> VORLIEGENDER TEXT:
#####

Von einem Tag auf den anderen verschwindet der Großvater. Mutter erklärt Florian, er habe im Norden Italiens besser bezahlte Arbeit gefunden. Doch von dort kommt keine Post, kein Anruf; der ohnehin dünne Beziehungsfaden bricht für ein paar Jahre vollständig ab. In Florian entbrennt »eine zornige Gleichgültigkeit ... und ich sagte mir, dass er mich null interessierte, weil er sich für mich noch weniger als null interessierte«.
Doch was wusste Florian schon von ihm? Damals war er noch viel zu jung, um die drei Dinge zu begreifen, die Giorgio Bellusci wirklich bewegen. Das eine hat mit Respekt, Tradition und Kontinuität zu tun, das zweite mit Zivilcourage, das dritte mit Gerechtigkeit, und alle drei verlangen, dass Giorgio seiner Verantwortung gerecht wird.
(1) Giorgio ist fest entschlossen, den »Fondaco del Fico« in neuem Glanz erstrahlen zu lassen. Als modernes Hotel mit Restaurant und Pool soll das Erbstück wieder zu einer Attraktion werden, wie seine Vorfahren es über Jahrhunderte vorgemacht haben. Viele belächeln den Traum, einige untergraben ihn, aber Giorgio bleibt am Ball.
Kaum ist das Bauvorhaben genehmigt, finden Giorgios Viehhüter zehn seiner Schafe und zwei Hirtenhunde mit aufgeschlitzten Kehlen am Weidezaun aufgespießt. Die Botschaft ist unmissverständlich (»Ihr habt unseren Segen, unseren Schutz.«), der Absender klar (»Wir wissen alles über dich ... Ihr seid in guten Händen.«), die weitere Entwicklung absehbar (Bullige Besucher fordern »eine kleine Rate jeden letzten Sonntag im Monat«.). Die Strategie hat Tradition, das Repertoire der Bedrohung umfasst viele Greuel von abgeholzten Rebstöcken und Olivenbäumen über gesprengte Rohbauten bis zu körperlichen Versehrungen.
(2) Lässt Giorgio sich einschüchtern? Erst scheint es, als ob er einknicke. Er erstattet keine Anzeige und spielt das Geschehene im Dorf herunter. Schweigen – das ist auch die erste Spielregel der 'Ndrangheta. Zahlen wäre die zweite, aber nicht für Giorgio Bellusci. Am Morgen des Zahltags fällt er seine Entscheidung. Als am Abend der Geldeintreiber den Laden betritt, packt er ihn entschlossen, rammt ihm mit der routinierten Präzision und Kraft seines Handwerks einen Stahlhaken zwischen Hals und Kinn und hängt ihn an die weiße Kachelwand hinter der Theke.

#####

(Datenauflistung)
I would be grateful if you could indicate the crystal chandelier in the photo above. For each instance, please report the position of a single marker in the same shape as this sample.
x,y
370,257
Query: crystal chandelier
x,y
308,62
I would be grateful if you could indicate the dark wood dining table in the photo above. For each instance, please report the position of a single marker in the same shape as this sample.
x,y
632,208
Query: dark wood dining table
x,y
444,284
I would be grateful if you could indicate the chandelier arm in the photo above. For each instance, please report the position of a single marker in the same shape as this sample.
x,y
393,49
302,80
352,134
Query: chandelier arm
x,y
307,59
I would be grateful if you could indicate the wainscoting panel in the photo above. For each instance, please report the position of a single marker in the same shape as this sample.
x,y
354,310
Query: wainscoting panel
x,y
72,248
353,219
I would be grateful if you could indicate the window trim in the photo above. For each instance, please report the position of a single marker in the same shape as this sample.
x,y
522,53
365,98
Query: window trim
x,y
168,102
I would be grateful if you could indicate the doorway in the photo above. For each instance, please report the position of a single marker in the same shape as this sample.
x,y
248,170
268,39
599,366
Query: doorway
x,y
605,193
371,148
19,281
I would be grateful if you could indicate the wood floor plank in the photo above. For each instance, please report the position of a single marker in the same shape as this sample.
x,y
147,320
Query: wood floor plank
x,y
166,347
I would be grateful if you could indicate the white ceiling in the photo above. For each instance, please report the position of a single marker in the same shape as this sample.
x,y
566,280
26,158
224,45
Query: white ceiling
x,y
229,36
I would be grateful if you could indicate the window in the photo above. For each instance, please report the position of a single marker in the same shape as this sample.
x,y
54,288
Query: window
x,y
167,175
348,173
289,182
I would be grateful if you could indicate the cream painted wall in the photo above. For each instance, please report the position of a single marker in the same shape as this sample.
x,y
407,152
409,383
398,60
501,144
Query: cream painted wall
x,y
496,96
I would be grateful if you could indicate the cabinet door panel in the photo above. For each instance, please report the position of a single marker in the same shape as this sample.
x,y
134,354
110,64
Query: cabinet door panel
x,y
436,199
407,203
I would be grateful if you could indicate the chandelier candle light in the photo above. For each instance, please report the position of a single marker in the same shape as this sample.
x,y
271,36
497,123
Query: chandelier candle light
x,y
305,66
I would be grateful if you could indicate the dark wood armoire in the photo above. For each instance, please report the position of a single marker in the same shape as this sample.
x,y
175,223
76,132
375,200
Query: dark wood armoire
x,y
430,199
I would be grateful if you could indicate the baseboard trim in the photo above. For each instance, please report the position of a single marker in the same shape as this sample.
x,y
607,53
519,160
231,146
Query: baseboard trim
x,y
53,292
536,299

#####

> SCHRIFTLICHE AUFGABE 1: Geben Sie den Text über Giorgio Bellusci von „Doch was wusste“ bis „Verantwortung gerecht wird.“ wieder und benennen Sie dabei „Zivilcourage“ in „Mut“ um.
> SCHRIFTLICHE AUFGABE 2: Was verlangen die bulligen Besucher laut dem Text über Giorgio Bellusci?
> SCHRIFTLICHE AUFGABE 3: Übersetzen Sie aus dem Text über Giorgio Bellusci den Satz „Viele belächeln den Traum, einige untergraben ihn, aber Giorgio bleibt am Ball.“ ins Englische.
Das Material steht für sich und gehört nicht zum Text.

> VOLLSTÄNDIGE LÖSUNG 1:
Doch was wusste Florian schon von ihm? Damals war er noch viel zu jung, um die drei Dinge zu begreifen, die Giorgio Bellusci wirklich bewegen. Das eine hat mit Respekt, Tradition und Kontinuität zu tun, das zweite mit Mut, das dritte mit Gerechtigkeit, und alle drei verlangen, dass Giorgio seiner Verantwortung gerecht wird.

> VOLLSTÄNDIGE LÖSUNG 2: Sie fordern »eine kleine Rate jeden letzten Sonntag im Monat«.

> VOLLSTÄNDIGE LÖSUNG 3: Many smile at the dream, some undermine it, but Giorgio keeps at it.